[SOURCE]
+ + + + + + +

8.2 Administrative Agent.
(A) Appointment. Each Lender hereby irrevocably appoints and
authorizes CoBank, as Administrative Agent to act as Administrative Agent
hereunder and under any other Loan Document with such powers as are specifically
delegated to Administrative Agent by the terms of this Agreement and any other
Loan Document, together with such other powers as are reasonably incidental
thereto. Administrative Agent is authorized and empowered to amend, modify or
waive any provisions of this Agreement or the other Loan Documents on behalf of
Lenders subject to the requirement that the consent of certain Lenders be
obtained in certain instances as provided in Subsections 8.3 and 9.2. CoBank
hereby agrees to act as Administrative Agent on the express conditions contained
in this Subsection 8.2. The provisions of this Subsection 8.2 are solely for the
benefit of Administrative Agent and Lenders, and Borrowers shall have no rights
as a third party beneficiaries of any of the provisions hereof. In performing
its functions and duties under this Agreement, Administrative Agent shall act
solely as agent of Lenders and do not assume and shall not be deemed to have
assumed any obligation toward or relationship of agency or trust with or for
Borrowers. Administrative Agent may execute any of its duties under this
Agreement or any other Loan Document by or through Administrative Agent or
attorneys-in-fact and shall not be responsible for the negligence or misconduct
of any Administrative Agent or attorneys-in-fact that it selects with reasonable
care.
(B) Nature of Duties. The duties of Administrative Agent shall
be mechanical and administrative in nature. Administrative Agent shall not have
by reason of this Agreement a fiduciary relationship in respect of any Lender.

+ + + + + + +

[REQUESTS]
1 - In the Administrative Agent section, which entity does each Lender appoint as Administrative Agent?
2 - Reproduce the Administrative Agent section starting at "(B) Nature of" and ending at "of any Lender.", substituting "ministerial" for "mechanical".

[PROVIDED DATA]
+ + + + + + +

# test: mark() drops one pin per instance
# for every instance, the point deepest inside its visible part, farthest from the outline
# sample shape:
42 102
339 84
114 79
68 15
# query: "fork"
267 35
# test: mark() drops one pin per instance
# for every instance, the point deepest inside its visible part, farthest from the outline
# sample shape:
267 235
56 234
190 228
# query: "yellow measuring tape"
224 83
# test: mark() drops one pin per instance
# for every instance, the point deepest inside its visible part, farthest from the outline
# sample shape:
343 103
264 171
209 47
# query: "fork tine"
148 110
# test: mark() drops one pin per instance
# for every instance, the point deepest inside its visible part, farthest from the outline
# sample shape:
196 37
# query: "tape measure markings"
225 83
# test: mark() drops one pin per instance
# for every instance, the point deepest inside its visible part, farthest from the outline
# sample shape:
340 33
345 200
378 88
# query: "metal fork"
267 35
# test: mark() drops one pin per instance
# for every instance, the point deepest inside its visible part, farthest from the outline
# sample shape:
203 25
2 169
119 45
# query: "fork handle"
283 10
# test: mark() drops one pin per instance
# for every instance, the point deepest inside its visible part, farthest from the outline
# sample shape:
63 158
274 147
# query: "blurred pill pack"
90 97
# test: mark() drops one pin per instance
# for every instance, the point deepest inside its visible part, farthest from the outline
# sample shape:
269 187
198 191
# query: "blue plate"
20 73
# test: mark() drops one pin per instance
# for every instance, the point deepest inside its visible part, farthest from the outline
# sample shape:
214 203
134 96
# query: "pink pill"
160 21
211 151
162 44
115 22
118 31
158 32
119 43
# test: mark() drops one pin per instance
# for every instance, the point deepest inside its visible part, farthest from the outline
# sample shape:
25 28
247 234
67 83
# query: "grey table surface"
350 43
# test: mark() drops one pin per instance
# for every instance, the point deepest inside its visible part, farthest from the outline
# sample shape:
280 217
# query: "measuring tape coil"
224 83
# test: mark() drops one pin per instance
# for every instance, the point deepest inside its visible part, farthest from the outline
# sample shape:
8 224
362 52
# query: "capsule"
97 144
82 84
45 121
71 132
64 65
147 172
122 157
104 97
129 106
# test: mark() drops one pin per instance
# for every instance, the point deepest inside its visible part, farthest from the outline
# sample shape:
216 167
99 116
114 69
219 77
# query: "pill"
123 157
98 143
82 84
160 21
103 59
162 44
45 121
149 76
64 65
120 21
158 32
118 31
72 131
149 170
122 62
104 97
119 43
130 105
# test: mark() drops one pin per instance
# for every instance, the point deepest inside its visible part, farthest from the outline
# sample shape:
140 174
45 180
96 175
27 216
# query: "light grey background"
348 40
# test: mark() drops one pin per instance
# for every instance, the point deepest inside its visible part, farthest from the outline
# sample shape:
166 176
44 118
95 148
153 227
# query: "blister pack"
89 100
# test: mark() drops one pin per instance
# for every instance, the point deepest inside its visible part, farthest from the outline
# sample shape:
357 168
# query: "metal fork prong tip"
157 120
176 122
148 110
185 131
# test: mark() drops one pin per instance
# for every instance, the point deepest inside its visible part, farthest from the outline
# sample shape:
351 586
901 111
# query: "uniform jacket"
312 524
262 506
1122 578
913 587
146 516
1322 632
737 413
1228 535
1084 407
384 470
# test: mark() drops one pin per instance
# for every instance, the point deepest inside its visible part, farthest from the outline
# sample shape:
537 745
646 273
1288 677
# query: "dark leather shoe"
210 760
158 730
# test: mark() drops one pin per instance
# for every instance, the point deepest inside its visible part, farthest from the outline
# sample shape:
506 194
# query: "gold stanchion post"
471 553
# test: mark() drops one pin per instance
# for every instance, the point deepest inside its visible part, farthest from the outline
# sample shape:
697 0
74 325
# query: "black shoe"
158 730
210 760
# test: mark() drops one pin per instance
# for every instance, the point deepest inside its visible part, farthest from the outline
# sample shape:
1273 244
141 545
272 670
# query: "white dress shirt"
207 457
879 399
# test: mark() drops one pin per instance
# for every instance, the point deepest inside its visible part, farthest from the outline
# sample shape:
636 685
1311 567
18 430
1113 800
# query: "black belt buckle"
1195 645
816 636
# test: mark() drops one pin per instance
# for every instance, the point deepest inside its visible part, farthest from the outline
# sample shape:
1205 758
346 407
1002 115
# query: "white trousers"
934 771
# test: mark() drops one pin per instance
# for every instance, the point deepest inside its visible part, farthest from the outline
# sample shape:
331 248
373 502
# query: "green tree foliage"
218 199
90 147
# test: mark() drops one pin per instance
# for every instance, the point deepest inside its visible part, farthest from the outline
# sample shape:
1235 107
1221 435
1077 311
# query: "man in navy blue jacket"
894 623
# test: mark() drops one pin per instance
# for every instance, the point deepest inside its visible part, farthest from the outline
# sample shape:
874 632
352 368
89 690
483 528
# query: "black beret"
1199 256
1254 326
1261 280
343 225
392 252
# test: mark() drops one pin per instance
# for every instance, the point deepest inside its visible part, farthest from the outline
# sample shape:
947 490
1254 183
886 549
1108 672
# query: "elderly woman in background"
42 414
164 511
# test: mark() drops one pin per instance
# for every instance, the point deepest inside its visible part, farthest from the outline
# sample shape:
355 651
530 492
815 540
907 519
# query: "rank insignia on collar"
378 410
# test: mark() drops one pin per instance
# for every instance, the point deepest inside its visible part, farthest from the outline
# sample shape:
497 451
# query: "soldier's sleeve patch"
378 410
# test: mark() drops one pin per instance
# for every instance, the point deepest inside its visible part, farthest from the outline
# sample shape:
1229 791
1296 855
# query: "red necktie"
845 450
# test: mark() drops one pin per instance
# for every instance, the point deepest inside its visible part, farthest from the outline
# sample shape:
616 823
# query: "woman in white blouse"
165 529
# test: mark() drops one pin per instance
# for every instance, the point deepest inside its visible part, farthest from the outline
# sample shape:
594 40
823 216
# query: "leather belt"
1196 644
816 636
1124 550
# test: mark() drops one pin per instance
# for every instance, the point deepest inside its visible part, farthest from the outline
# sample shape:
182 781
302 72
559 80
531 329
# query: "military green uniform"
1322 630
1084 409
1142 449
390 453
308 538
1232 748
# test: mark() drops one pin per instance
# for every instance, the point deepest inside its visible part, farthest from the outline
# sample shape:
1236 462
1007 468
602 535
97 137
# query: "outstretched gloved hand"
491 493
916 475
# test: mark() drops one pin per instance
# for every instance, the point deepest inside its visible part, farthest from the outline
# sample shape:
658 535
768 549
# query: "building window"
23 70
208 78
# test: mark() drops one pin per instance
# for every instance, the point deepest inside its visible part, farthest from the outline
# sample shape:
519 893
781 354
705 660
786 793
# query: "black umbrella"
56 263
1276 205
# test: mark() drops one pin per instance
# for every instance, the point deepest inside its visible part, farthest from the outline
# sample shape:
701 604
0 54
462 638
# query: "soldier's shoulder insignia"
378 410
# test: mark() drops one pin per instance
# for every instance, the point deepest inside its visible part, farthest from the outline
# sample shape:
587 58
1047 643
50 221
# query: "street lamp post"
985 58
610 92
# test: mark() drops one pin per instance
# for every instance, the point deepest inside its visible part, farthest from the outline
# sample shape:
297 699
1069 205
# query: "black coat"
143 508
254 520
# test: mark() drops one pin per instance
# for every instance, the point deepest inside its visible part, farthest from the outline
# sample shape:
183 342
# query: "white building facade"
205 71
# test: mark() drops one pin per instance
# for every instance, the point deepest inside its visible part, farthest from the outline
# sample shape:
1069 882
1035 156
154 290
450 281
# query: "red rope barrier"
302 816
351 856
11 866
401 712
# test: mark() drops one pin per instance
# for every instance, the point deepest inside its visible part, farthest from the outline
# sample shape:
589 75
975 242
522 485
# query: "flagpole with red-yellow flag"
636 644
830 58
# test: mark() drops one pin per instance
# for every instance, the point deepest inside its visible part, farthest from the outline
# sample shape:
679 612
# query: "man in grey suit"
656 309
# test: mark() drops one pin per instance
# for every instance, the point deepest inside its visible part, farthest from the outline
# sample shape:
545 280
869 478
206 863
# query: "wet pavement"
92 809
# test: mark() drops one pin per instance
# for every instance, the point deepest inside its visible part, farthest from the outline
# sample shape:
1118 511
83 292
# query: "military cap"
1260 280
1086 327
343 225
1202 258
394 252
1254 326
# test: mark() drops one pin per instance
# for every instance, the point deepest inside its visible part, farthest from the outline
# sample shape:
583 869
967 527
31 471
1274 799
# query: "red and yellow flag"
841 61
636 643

+ + + + + + +

[SOLUTIONS]
1 - CoBank

2 -
(B) Nature of Duties. The duties of Administrative Agent shall
be ministerial and administrative in nature. Administrative Agent shall not have
by reason of this Agreement a fiduciary relationship in respect of any Lender.